(提示文)
山崎 非裁量的な分配をするという意味では、子ども手当みたいなものは一番、民主党の理念に沿っていたと思います。

鳩山 でも、マスコミからは相当叩かれました。

山崎 子ども手当が憎くてしようがなかったんでしょうね。おそらく官僚がマスコミに言わせたんでしょう。官僚には何の権限もなくて、自動的に五兆円を配られるということは、それだけ自分たちが使える金が減るということですから。子ども手当が憎くてしようがないっていう官僚の立場はわかります。

波頭 でも、これは民主主義の根幹に関わる問題だと思います。子ども手当や八ッ場ダムなど、あれだけ国民から付託された具体的な政策だったにもかかわらず、こんなに大手を振って否定できるような政治の仕組みなら、選挙をやっても意味がないですよね。だからこの仕組みをどう直すかを考えないと民主主義国家ではいられなくなってしまいます。

山崎 基本的には官僚制度の問題だと思いますけどね。

波頭 以前、この勉強会で渡辺喜美さんが官僚に対する批判を明確に語られたことがありましたよね。官僚は意にそぐわないことだと会議を招集しても誰も来ない。「資料を出せ」と言っても「その書類は今、探しています」と。机の上にあるにもかかわらず「今、探しています」といって出さない。それで田中真紀子さんみたいに返り討ちに遭ったりすることもある。

(データレコード)
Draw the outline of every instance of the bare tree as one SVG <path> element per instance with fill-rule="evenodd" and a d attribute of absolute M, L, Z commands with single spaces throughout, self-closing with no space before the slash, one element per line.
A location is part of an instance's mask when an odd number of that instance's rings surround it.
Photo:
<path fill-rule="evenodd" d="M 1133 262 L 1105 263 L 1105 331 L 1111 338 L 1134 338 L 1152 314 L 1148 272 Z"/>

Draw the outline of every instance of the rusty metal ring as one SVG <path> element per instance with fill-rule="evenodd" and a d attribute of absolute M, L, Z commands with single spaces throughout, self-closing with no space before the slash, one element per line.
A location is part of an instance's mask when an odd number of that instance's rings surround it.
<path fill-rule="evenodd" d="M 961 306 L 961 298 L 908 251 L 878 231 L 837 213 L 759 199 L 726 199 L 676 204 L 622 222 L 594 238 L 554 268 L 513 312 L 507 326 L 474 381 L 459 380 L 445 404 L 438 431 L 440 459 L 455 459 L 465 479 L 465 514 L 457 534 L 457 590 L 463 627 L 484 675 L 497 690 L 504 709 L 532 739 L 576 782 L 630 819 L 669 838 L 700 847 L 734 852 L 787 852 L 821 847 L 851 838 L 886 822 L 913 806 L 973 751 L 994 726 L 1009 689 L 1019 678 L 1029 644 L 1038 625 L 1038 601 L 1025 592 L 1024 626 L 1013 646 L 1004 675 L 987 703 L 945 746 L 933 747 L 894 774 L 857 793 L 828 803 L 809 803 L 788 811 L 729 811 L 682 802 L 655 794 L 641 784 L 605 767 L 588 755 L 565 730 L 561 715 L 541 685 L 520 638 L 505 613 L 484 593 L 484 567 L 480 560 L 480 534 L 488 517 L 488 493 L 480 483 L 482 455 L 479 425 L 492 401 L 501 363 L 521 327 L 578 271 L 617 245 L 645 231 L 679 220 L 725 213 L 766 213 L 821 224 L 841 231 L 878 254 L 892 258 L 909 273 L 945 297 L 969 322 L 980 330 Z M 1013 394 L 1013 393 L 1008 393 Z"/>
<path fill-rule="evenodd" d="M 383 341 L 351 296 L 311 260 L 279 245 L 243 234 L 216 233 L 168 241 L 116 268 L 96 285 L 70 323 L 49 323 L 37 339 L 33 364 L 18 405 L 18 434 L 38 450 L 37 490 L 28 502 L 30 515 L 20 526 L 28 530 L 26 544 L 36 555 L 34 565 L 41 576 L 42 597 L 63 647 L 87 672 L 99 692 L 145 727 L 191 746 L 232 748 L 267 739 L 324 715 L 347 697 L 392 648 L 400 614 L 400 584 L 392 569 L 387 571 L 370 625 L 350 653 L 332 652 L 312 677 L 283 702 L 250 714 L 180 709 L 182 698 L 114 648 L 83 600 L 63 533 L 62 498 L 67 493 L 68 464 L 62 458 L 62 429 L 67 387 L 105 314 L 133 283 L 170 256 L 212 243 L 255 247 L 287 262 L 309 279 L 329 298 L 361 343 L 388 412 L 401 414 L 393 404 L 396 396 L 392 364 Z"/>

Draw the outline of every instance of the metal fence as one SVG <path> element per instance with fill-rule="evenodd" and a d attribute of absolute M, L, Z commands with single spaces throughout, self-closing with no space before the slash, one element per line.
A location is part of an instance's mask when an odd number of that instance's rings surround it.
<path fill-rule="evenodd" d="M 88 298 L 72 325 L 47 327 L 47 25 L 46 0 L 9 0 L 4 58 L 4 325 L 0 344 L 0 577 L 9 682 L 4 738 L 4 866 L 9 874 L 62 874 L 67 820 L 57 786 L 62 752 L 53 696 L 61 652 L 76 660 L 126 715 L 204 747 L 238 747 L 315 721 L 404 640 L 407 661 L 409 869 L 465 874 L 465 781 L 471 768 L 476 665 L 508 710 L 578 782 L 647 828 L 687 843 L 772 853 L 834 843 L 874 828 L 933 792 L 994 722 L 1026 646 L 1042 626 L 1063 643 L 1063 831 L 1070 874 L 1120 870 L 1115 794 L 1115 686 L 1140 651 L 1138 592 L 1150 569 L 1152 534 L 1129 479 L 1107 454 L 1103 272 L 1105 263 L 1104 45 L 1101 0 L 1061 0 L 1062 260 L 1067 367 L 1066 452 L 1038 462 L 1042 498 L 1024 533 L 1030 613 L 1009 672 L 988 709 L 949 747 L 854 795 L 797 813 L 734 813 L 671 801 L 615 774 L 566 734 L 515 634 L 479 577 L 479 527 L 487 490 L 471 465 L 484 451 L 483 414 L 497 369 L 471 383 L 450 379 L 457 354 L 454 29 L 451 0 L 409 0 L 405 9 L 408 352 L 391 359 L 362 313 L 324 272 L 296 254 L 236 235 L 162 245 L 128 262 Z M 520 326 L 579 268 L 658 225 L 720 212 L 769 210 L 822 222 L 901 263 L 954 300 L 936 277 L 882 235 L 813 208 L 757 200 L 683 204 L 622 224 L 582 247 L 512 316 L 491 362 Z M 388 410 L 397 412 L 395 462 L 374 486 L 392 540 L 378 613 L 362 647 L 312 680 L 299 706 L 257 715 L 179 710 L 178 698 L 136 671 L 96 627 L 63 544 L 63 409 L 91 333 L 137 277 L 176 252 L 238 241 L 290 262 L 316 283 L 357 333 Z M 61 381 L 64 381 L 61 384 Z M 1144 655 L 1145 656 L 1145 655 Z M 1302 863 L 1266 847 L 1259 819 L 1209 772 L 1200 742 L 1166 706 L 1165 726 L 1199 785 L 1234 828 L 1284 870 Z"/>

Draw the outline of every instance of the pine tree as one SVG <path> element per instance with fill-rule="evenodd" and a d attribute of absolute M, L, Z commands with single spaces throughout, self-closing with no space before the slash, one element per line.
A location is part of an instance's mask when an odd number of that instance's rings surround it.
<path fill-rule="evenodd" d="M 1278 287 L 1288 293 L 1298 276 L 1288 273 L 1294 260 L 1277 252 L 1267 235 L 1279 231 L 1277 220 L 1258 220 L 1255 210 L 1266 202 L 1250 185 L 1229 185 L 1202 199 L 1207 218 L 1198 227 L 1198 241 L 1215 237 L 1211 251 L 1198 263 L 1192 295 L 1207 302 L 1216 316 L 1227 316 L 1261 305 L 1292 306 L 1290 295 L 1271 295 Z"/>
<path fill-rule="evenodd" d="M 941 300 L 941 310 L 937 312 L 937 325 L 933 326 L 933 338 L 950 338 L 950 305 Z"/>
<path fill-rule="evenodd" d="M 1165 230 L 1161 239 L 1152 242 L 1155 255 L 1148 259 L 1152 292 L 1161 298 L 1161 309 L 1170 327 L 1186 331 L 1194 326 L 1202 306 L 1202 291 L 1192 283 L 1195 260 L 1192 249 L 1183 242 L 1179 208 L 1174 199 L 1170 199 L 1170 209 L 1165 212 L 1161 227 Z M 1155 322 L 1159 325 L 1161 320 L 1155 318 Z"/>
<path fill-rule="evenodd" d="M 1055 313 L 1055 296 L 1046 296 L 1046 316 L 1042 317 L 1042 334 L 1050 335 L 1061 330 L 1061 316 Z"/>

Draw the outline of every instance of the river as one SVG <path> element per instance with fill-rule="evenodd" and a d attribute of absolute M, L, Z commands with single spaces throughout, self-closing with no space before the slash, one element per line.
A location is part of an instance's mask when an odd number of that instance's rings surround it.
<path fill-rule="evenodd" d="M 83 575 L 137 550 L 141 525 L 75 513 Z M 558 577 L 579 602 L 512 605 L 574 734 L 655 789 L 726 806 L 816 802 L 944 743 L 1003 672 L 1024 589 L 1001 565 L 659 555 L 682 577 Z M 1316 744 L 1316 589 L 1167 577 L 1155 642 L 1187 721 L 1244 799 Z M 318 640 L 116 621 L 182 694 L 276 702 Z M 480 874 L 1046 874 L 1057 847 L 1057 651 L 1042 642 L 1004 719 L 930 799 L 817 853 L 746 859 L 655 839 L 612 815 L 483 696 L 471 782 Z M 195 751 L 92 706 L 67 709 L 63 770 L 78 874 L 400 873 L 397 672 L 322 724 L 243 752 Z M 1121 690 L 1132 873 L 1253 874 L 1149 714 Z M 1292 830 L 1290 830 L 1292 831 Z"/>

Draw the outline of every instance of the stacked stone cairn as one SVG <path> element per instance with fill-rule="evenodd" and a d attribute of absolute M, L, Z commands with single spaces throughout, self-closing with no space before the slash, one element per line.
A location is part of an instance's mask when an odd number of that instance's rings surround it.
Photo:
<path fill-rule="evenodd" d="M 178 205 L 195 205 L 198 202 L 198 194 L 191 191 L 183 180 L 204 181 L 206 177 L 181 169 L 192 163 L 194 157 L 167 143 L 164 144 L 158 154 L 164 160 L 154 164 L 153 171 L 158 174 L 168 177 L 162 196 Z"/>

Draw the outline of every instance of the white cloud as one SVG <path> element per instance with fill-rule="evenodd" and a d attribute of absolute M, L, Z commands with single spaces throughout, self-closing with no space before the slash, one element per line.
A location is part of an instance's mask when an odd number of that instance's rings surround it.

(課題一覧)
1) 提示文の「波頭 以前、この勉強会で渡辺」から「ちに遭ったりすることもある。」までのすべてを、「官僚」を「役人」に置き換えて書き直すこと。
2) レコードの先頭から「1133 262 L 1105」を含む行までのすべてを、一字一句変えずにもう一度示すこと。
提示文とレコードは互いに無関係である。

(正解一覧)
1)
波頭 以前、この勉強会で渡辺喜美さんが役人に対する批判を明確に語られたことがありましたよね。役人は意にそぐわないことだと会議を招集しても誰も来ない。「資料を出せ」と言っても「その書類は今、探しています」と。机の上にあるにもかかわらず「今、探しています」といって出さない。それで田中真紀子さんみたいに返り討ちに遭ったりすることもある。

2)
Draw the outline of every instance of the bare tree as one SVG <path> element per instance with fill-rule="evenodd" and a d attribute of absolute M, L, Z commands with single spaces throughout, self-closing with no space before the slash, one element per line.
A location is part of an instance's mask when an odd number of that instance's rings surround it.
Photo:
<path fill-rule="evenodd" d="M 1133 262 L 1105 263 L 1105 331 L 1111 338 L 1134 338 L 1152 314 L 1148 272 Z"/>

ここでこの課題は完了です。